— WORK TASK —
Could you copy every line of the data that contains "target"?

— LISTED ENTRIES —
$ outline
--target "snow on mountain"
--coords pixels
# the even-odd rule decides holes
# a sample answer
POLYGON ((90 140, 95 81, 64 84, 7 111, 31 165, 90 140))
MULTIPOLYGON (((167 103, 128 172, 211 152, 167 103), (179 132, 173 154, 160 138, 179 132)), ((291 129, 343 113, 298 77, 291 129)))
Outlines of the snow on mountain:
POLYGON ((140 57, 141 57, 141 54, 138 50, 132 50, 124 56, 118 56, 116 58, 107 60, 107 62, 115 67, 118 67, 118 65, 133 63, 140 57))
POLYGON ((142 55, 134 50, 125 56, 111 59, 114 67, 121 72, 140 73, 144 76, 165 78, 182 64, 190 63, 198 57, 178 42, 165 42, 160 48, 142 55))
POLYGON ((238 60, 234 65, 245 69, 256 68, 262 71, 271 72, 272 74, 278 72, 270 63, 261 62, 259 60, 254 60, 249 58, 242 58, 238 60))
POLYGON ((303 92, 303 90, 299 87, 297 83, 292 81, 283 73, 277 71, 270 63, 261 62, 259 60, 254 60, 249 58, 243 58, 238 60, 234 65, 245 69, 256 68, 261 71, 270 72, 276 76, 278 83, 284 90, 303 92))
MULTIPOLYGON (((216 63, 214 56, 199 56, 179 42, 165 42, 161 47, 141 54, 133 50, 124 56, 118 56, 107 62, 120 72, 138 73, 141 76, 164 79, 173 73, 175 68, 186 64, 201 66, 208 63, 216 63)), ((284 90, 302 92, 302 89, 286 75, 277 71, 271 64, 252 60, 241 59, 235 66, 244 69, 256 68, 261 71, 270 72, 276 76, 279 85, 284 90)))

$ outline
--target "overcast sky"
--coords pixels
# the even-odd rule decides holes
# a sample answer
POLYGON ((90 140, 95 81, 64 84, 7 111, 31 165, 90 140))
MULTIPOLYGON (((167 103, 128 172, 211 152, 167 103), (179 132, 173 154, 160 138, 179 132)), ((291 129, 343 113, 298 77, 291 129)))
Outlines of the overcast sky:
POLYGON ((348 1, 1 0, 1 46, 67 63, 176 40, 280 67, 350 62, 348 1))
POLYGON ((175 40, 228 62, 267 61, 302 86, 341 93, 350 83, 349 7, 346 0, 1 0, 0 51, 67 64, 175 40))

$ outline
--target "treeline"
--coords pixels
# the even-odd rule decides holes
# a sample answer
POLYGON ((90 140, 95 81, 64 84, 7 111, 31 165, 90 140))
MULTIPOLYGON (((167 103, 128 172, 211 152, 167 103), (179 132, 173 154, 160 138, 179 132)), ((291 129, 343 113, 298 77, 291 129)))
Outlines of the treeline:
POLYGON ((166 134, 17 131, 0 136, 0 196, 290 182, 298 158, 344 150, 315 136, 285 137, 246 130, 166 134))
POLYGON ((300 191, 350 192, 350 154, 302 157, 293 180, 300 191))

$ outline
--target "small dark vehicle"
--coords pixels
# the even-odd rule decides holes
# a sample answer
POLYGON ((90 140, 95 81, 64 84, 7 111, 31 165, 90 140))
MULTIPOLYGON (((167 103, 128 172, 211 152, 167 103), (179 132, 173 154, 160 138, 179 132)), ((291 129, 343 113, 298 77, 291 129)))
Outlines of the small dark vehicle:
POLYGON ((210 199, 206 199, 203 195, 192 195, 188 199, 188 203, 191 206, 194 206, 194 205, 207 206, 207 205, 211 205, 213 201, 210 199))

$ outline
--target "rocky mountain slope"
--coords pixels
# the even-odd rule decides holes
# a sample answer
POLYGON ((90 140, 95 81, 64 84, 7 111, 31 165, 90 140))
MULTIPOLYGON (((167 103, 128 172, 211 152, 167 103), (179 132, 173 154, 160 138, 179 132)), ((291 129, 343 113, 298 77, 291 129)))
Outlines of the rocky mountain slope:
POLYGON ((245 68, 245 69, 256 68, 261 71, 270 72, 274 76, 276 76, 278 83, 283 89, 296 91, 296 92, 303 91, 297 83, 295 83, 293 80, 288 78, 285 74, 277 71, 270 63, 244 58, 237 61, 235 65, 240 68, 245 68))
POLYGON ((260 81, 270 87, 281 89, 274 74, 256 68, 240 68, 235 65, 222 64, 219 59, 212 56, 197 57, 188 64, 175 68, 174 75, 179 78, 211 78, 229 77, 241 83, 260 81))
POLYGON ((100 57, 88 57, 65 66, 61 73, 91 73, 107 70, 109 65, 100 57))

— RESULT FOR THIS TASK —
--target "snow on mountain"
--target "overcast sky"
--target "treeline"
--target "small dark vehicle"
--target "rocky mountain slope"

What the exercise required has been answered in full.